== Your goal ==
Wherever the string "boot" appears in the listing, copy that line.

** Information follows **

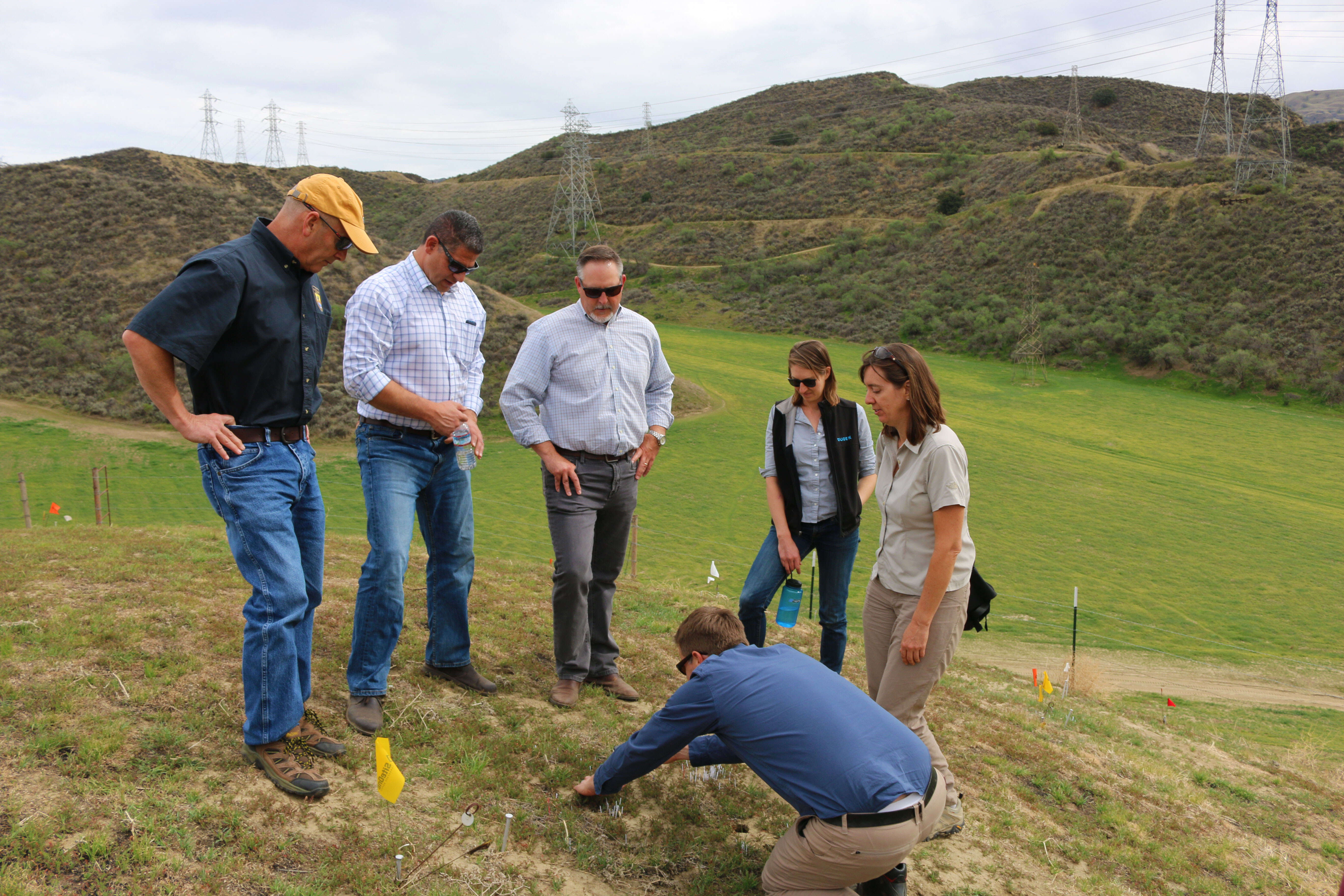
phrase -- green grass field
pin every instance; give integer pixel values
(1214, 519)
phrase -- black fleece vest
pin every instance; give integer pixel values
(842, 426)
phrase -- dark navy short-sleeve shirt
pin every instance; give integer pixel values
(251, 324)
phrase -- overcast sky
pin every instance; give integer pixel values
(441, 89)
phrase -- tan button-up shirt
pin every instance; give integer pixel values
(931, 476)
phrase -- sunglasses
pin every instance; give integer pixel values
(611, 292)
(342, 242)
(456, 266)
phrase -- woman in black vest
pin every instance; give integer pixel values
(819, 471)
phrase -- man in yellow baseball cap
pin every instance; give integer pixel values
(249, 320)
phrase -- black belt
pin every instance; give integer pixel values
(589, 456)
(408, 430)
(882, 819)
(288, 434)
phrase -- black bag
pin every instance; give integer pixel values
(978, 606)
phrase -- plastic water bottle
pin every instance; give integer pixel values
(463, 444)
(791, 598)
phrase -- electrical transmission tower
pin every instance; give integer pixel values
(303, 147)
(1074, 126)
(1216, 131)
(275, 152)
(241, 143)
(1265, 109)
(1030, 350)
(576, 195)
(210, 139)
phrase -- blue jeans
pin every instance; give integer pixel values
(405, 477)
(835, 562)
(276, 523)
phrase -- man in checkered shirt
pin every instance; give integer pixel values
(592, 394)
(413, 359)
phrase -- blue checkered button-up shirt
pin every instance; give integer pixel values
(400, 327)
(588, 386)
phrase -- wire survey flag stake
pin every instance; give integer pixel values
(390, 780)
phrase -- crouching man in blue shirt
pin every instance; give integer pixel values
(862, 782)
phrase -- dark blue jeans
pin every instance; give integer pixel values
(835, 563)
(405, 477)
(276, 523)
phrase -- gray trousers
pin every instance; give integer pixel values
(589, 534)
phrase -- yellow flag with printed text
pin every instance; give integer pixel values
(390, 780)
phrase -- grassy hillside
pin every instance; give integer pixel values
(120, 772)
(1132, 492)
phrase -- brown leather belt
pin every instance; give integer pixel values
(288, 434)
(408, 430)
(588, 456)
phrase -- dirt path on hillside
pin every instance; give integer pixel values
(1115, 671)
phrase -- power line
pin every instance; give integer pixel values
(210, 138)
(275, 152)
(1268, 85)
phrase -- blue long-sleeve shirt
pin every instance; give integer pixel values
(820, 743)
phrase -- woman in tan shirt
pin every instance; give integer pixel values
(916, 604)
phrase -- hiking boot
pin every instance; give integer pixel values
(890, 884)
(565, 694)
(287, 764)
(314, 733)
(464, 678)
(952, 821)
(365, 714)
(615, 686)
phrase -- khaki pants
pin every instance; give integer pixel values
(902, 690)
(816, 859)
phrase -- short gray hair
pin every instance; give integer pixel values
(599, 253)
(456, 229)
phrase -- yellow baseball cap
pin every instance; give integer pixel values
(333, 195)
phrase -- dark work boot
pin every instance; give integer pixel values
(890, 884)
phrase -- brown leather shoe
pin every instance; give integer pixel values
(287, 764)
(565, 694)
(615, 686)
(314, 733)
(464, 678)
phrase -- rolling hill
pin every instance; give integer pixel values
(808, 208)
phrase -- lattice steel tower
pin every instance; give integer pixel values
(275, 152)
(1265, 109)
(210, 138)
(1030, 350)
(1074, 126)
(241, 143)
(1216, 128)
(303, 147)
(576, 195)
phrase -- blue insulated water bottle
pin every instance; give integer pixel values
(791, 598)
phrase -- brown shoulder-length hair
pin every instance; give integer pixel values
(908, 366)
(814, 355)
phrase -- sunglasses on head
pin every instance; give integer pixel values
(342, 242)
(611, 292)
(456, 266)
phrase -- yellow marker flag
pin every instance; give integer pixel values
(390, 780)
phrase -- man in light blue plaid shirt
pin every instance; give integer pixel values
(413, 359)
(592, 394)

** End of Information **
** Information follows **

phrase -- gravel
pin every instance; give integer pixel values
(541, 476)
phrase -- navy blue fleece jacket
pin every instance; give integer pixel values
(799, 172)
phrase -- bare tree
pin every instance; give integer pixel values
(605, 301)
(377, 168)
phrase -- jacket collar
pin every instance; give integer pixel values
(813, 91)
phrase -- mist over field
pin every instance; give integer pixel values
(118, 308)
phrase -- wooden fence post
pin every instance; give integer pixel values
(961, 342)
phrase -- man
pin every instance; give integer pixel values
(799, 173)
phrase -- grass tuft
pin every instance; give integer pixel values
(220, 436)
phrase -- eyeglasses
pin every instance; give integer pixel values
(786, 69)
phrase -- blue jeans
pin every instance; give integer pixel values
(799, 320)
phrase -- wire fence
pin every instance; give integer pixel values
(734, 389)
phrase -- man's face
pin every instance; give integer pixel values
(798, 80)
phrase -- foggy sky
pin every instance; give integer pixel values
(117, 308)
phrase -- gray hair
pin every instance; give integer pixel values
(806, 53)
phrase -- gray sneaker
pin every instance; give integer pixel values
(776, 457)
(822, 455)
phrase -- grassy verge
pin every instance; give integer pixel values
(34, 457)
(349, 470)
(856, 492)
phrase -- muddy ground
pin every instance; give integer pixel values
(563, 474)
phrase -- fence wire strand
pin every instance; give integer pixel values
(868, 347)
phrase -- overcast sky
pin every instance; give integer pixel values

** End of Information **
** Information follows **

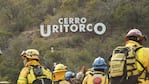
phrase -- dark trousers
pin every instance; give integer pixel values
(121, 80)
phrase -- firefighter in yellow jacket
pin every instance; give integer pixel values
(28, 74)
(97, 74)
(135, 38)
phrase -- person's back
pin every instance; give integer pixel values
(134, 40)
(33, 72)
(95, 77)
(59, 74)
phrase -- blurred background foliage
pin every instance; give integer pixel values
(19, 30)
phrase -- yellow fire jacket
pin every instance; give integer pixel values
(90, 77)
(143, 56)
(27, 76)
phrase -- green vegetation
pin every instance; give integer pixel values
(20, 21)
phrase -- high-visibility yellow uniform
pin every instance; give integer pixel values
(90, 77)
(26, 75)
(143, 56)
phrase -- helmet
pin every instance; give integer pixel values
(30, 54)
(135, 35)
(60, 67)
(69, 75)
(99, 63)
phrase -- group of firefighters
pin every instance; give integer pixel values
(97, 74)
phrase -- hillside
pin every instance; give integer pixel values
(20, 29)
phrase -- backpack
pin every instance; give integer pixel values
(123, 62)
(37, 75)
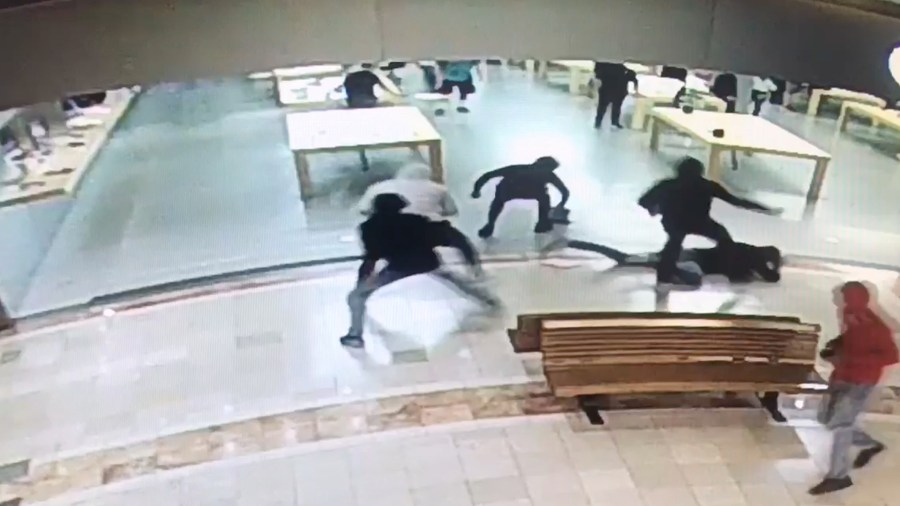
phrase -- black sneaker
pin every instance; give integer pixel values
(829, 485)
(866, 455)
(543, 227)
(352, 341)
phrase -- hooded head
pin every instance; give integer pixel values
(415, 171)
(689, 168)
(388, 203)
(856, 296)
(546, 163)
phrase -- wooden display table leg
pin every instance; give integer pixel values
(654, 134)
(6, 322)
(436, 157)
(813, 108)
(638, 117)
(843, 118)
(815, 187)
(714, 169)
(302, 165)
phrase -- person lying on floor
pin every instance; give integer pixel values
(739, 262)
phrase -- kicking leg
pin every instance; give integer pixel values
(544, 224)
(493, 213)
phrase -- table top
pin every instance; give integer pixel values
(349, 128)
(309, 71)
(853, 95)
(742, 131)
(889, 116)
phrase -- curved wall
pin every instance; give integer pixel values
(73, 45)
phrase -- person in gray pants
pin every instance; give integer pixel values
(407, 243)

** End of Information **

== Your response ==
phrase -- hiking boot
phrase -- dark work boot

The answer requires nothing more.